*Objective*
Rewrite all of the rows below, substituting "occurrence" for every "instance" and changing nothing else.

>> START Records for this task

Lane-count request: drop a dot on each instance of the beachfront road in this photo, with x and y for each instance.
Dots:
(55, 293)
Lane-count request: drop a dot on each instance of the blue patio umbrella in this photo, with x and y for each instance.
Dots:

>> END Records for this task

*Exercise solution*
Lane-count request: drop a dot on each occurrence of the beachfront road in this photo, with x and y for each occurrence.
Dots:
(55, 293)
Lane-count request: drop a dot on each occurrence of the blue patio umbrella in this photo, with x and y for each occurrence.
Dots:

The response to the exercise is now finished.